_SET TASK_:
Copy the records below line for line, changing nothing.

------------

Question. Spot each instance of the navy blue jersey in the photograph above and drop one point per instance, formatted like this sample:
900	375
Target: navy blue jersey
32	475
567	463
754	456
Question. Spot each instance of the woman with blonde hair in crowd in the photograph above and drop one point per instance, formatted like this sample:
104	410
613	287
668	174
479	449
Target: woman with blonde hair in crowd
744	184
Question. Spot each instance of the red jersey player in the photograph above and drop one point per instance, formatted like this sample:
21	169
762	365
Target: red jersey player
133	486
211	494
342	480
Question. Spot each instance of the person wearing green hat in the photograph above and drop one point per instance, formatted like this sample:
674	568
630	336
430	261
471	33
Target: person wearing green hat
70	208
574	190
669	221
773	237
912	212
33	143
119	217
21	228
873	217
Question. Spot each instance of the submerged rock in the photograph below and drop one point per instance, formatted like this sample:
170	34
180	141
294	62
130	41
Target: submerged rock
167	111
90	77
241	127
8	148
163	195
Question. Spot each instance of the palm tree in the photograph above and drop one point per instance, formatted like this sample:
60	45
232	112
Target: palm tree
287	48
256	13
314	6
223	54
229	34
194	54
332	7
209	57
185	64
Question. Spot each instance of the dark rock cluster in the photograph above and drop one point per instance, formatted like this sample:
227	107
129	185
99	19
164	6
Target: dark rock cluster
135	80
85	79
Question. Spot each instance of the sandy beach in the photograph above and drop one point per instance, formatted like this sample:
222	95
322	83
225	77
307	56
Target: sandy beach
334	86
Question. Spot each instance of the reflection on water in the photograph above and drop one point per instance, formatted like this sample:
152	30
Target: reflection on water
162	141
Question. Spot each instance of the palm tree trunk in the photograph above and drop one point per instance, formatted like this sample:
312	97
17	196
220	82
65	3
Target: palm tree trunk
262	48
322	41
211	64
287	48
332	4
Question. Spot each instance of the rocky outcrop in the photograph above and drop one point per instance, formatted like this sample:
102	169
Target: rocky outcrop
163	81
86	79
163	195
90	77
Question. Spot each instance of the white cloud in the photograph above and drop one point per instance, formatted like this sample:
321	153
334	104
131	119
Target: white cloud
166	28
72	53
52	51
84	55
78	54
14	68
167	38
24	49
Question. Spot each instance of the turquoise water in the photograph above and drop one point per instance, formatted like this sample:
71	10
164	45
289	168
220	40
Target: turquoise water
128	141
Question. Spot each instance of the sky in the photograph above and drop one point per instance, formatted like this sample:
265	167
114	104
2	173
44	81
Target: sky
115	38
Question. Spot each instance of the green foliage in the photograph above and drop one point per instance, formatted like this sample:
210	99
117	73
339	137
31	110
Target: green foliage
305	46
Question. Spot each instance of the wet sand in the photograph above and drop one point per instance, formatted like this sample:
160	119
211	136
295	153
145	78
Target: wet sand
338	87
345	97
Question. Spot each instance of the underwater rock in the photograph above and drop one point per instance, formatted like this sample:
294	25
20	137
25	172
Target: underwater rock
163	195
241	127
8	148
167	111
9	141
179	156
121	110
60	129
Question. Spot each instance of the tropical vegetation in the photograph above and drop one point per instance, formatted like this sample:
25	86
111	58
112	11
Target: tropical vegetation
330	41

------------

_WRITTEN SOLUTION_:
Question. Spot each instance of the navy blue jersey in the photograph above and drop one point per instance, formatted like this sample:
900	375
Target: navy blue jersey
32	475
567	463
754	456
Question. Spot each instance of the woman with blonde hair in crowd in the photograph above and drop one point per instance, formatted like this sample:
104	410
613	287
668	174
479	449
Target: woman with blonde hair in crowd
744	184
Question. Spot each instance of the red jersey player in the photograph above and drop one point per instance, formatted like this sample:
21	169
762	365
Target: red jersey player
133	486
211	494
342	480
Question. Spot each instance of the person wearing green hat in the photograph above and drop one point per instance, formatted like this sample:
674	568
630	336
430	261
471	33
Target: person wearing green hat
70	208
574	190
669	221
773	237
912	212
33	143
119	217
21	228
873	217
Question. Spot each instance of the submerged rock in the photograph below and drop one point per instance, formatted like this sample:
170	34
180	141
294	62
130	41
Target: submerged rock
167	111
90	77
241	127
8	148
163	195
Question. Spot each instance of the palm tree in the photograph above and drop one point per instance, formatted like this sample:
60	45
232	112
Target: palm tree
287	48
256	13
314	6
223	54
229	34
194	54
332	7
209	57
185	64
Question. Spot each instance of the dark rock cluster in the photograph above and drop one point per instance, formatted like this sample:
227	107
129	185
99	19
164	6
Target: dark rock cluster
135	80
85	79
Question. Spot each instance of the sandy beach in the photograph above and drop one point per instance, formatted like this sample:
222	95
322	83
225	77
307	56
Target: sandy beach
334	86
Question. Spot each instance of the reflection on water in the photograph above and drop one point per instance, formatted like this sample:
152	30
Target: reflection on water
162	141
Question. Spot each instance of the palm tree trunk in the photograph above and drop one point per instance, formatted like this sample:
312	97
17	196
220	82
65	3
Target: palm tree trunk
262	48
322	41
211	64
287	48
332	4
Question. Spot each instance of the rocky outcrop in the photograph above and drop one point per instance, formatted like this sample:
102	169
Target: rocky outcrop
163	81
86	79
163	195
90	77
Question. Spot each instance of the white cloud in the photograph above and drop one point per instance, formatted like this sample:
321	153
334	104
131	119
Target: white cloud
166	28
72	53
52	51
84	55
78	54
14	68
167	38
24	49
Question. Spot each instance of the turquoise water in the photograph above and drop one point per instance, formatted like this sample:
71	10
164	45
289	168
220	40
Target: turquoise water
128	141
Question. Spot each instance of the sky in the photograph above and drop one point per instance, formatted like this sample:
265	167
114	104
2	173
44	81
Target: sky
115	38
Question. Spot each instance of the green foliage in the photograph above and drop one point per instance, formatted like this sample:
210	99
117	73
339	137
31	110
Target: green foliage
305	46
Question. Spot each instance of the wet sand in the photograph above and drop one point per instance, formatted like this sample:
160	119
211	136
295	153
145	78
Target: wet sand
338	87
345	97
Question. Spot each instance of the underwater rock in the photograph above and drop one point per instance, formatted like this sample:
294	25
20	137
25	172
Target: underwater rock
163	195
241	127
8	148
167	111
9	141
179	156
121	110
60	129
Question. Spot each instance of the tropical vegetation in the photograph above and drop one point per instance, formatted like this sample:
25	86
111	58
112	11
Target: tropical vegetation
330	41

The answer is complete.